Rescale the point coordinates in the answers of the data below: copy every line, requests included, beginning at the line that contains "TARGET = utility pole" and stopping after the last line of the data. Multiply each coordinate by 2.05 and round it to a whole number, with halves rounded up.

● ● ●

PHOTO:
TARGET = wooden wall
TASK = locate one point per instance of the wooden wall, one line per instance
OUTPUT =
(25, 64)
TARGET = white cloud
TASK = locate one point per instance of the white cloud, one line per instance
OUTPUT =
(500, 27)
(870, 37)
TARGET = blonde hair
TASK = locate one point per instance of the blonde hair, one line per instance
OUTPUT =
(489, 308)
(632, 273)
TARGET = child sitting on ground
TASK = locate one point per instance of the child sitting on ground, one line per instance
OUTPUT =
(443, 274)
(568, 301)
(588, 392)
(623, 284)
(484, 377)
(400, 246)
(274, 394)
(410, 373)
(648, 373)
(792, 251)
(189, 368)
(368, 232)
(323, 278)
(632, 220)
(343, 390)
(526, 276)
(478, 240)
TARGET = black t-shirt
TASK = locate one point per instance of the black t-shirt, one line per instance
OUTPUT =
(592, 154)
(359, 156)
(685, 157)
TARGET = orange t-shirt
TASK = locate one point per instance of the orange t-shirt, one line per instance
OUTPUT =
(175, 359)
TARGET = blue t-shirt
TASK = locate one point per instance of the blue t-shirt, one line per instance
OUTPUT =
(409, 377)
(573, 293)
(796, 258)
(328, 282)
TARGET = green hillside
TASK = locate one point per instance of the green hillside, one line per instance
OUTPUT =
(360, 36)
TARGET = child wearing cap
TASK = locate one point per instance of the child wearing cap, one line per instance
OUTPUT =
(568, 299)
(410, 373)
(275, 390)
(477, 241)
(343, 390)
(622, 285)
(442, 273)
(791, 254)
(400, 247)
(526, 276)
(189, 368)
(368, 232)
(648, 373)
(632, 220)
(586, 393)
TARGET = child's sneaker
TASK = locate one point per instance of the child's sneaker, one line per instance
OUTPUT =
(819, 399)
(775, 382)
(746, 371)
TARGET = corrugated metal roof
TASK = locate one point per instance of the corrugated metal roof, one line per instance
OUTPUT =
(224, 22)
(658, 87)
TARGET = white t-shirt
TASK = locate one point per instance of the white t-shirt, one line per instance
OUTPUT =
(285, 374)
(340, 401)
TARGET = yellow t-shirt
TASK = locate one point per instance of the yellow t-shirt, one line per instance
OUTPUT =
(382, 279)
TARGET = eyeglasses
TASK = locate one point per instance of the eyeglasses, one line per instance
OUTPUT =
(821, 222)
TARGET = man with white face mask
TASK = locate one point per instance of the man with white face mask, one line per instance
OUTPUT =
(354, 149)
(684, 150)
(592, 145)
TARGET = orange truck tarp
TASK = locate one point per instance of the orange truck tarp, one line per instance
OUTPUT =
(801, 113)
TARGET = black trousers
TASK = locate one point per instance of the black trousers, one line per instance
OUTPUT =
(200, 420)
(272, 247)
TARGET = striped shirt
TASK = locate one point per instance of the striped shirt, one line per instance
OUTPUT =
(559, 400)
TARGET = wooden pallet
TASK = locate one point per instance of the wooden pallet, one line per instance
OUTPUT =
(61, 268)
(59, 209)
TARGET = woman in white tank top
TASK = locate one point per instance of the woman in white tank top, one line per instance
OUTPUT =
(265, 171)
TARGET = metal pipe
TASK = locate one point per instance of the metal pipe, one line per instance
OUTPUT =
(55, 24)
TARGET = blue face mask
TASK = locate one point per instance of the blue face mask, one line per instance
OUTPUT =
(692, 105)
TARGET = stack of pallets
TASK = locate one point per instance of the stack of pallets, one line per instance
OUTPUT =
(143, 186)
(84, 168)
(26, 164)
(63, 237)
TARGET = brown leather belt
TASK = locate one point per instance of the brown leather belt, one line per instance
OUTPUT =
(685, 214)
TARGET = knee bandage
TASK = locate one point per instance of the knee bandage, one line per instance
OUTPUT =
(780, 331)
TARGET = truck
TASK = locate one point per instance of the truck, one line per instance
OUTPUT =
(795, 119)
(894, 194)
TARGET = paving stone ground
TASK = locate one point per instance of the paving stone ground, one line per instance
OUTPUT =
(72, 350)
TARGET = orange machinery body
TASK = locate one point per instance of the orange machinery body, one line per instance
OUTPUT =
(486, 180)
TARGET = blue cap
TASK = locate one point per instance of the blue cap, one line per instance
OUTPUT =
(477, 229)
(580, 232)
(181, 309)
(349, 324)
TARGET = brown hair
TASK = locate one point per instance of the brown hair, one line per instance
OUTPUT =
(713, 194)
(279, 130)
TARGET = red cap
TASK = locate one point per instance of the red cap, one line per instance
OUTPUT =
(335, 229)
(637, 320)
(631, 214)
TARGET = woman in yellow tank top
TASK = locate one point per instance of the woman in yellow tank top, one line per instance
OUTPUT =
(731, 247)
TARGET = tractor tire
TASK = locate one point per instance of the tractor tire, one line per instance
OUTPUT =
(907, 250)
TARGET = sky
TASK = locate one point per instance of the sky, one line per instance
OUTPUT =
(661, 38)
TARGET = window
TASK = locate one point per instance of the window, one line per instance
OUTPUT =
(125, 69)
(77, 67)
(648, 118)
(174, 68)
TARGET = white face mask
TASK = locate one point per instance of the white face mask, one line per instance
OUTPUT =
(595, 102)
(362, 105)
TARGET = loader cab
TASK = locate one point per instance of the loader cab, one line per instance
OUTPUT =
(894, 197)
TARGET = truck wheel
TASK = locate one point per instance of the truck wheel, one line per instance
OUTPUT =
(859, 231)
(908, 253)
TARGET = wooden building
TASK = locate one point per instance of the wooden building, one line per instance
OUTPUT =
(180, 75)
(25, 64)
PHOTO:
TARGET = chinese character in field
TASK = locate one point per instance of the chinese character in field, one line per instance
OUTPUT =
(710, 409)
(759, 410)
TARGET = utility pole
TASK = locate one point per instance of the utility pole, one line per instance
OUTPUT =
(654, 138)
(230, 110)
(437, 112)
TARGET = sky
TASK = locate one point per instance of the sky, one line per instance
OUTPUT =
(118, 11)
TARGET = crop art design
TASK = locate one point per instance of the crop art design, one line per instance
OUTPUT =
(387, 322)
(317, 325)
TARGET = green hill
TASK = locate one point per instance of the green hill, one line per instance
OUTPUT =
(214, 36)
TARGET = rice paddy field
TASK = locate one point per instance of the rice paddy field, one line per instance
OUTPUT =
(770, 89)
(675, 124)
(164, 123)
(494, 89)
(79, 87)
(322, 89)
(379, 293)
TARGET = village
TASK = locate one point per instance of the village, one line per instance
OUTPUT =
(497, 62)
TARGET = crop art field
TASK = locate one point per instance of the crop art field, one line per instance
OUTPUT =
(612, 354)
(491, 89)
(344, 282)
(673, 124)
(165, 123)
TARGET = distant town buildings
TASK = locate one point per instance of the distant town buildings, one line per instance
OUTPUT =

● ● ●

(TASK RESULT)
TARGET = utility pole
TASK = locate one point per instance of the utility pole, one line per instance
OUTPUT =
(1341, 283)
(472, 226)
(896, 230)
TARGET = sky
TASK = locate one point per instance of the sky, one line per instance
OUTPUT =
(242, 23)
TARGET = crop art design
TASK = locate one point per instance of the crop art design, one line per instance
OUTPUT =
(793, 660)
(650, 666)
TARGET = green hill
TASK = locate one point per instance of the green hill, one line per instance
OUTPUT =
(439, 74)
TARGET = rice paddy field
TASK = locate one point per instance of the rice paddy field, one line per instance
OUTPUT =
(1579, 182)
(1384, 254)
(336, 252)
(1013, 182)
(162, 178)
(660, 182)
(777, 601)
TARGET = village
TASK = locate one point per instance of the village, one line per instance
OUTPUT =
(1019, 127)
TARGET = crop art field
TASK = locate one point per instance of the crop art field, one line per instance
OUTPUT =
(1255, 726)
(1007, 182)
(705, 578)
(1380, 254)
(338, 252)
TARGET = distant town buildings
TASK = locate one point per instance of the distant town buildings, one line per instance
OUTPUT =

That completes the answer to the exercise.